:: SET PROBLEM A ::
Lay out the entries from the line containing "the red tablecloth" through the final line of the entries as a JSON list of strings, one string per line, with blank lines left out.

:: TEXT SEGMENT ::
We can see that TCGContext.code_gen_buffer is assigned to tcg_ctx->code_gen_prologue. So we need to find out where TCGContext.code_gen_buffer is pointing to.

tcg_prologue_init is called in three places with different func pointers assigned to tcg_ctx, see code below:

system mode init in accel/tcg/translate-all.c:
linux user mode in linux-user/main.c:
bsd user mode in bsd-user/main.c:

Now we focus on the system mode version:

// accel/tcg/translate-all.c

/* Must be called before using the QEMU cpus. 'tb_size' is the size
   (in bytes) allocated to the translation buffer. Zero means default
   size. */
void tcg_exec_init(unsigned long tb_size)
{
    tcg_allowed = true;
    cpu_gen_init();
    page_init();
    tb_htable_init();
    code_gen_alloc(tb_size);
#if defined(CONFIG_SOFTMMU)
    /* There's no guest base to take into account, so go ahead and
       initialize the prologue now.  */
    tcg_prologue_init(tcg_ctx);
#endif
}

The tcg_ctx is a thread-local variable:

__thread TCGContext *tcg_ctx; // accel/tcg/translate-all.c

Its TCGContext.code_gen_buffer is initialized in code_gen_alloc where a dynamic translator buffer is allocated using mmap().

// accel/tcg/translate-all.c
static inline void code_gen_alloc(size_t tb_size)

:: SET PROBLEM B ::
In the QEMU code excerpt, what kind of variable is tcg_ctx?

Named object pointing entries:
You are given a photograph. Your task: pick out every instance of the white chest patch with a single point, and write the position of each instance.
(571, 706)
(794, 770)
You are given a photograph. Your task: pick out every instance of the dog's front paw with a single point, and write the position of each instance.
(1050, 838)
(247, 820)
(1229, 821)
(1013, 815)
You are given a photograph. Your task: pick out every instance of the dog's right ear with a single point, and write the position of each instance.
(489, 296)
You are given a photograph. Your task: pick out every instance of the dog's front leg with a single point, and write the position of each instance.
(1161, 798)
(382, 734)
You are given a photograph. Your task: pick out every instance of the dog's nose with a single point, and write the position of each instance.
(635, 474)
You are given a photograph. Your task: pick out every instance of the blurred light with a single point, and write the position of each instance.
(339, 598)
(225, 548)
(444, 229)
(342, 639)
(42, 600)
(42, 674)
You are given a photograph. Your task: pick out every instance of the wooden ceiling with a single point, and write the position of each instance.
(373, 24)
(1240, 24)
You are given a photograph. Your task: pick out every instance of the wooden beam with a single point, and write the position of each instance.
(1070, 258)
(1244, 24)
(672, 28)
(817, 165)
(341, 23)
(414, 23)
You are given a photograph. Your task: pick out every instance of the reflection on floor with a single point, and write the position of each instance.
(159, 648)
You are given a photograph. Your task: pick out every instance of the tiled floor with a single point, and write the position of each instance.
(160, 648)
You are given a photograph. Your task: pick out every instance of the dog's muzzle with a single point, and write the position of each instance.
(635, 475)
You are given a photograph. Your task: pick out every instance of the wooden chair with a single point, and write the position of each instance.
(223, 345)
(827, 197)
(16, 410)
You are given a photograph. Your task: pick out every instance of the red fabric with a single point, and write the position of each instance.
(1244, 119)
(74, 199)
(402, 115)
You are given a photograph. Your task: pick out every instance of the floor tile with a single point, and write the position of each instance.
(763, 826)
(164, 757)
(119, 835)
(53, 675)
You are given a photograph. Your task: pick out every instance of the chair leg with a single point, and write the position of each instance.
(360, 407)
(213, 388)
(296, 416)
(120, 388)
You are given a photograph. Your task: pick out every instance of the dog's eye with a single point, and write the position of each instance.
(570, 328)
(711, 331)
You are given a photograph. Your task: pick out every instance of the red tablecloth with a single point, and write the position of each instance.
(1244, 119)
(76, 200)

:: FINISHED ANSWER A ::
[
  "You are given a photograph. Your task: pick out every instance of the red tablecloth with a single point, and write the position of each instance.",
  "(1244, 119)",
  "(76, 200)"
]

:: FINISHED ANSWER B ::
A thread-local variable.